**The task**
Turn the entries, starting at the very beginning and ending at the line that contains "point(608, 612)" (that line included), into a two-column CSV with the headers entry and answer. Give one row for each entry, put each field in quotation marks, and replace line breaks with spaces.

** BEGIN **

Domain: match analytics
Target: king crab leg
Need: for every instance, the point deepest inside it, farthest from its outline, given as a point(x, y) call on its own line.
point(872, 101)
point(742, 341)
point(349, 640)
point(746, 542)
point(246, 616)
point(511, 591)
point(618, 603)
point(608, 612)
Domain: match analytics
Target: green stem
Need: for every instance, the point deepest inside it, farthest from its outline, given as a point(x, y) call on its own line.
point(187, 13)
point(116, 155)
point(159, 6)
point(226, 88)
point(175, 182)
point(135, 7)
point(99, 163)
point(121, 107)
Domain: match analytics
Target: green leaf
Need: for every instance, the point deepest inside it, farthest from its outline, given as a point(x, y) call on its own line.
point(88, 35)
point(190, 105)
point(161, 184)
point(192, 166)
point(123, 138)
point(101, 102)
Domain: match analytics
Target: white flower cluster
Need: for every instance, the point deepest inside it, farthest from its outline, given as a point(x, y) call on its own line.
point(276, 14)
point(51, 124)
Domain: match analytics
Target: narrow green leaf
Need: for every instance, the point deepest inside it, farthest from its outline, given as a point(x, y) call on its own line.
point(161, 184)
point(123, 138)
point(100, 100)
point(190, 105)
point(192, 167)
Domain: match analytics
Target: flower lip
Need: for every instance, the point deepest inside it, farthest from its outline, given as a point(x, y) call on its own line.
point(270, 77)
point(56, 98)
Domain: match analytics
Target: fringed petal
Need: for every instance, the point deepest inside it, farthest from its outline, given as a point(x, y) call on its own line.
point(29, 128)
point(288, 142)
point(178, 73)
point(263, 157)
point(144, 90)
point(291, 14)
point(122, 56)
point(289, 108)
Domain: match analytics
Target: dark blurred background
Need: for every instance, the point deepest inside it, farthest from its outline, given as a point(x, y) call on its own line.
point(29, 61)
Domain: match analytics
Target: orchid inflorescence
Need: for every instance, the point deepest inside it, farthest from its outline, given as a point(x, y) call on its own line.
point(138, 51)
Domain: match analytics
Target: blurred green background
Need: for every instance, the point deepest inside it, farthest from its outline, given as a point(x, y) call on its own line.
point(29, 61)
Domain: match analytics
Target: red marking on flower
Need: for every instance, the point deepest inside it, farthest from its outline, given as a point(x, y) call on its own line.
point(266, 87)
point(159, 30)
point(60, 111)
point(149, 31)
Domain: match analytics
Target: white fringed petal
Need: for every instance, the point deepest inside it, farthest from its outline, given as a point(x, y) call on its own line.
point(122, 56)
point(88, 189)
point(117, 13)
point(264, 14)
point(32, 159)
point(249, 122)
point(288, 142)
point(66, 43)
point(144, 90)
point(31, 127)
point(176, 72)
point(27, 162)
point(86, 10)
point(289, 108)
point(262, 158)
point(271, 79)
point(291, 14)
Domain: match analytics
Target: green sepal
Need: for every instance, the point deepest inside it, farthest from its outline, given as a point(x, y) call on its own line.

** END **

**Task response**
entry,answer
"Domain: match analytics Target: king crab leg Need: for every instance, the point deepest inside it, farthest from its outline, given as a point(x, y) call on its own line.","point(872, 101) point(742, 341) point(349, 640) point(746, 542) point(246, 616) point(511, 591) point(618, 603) point(608, 612)"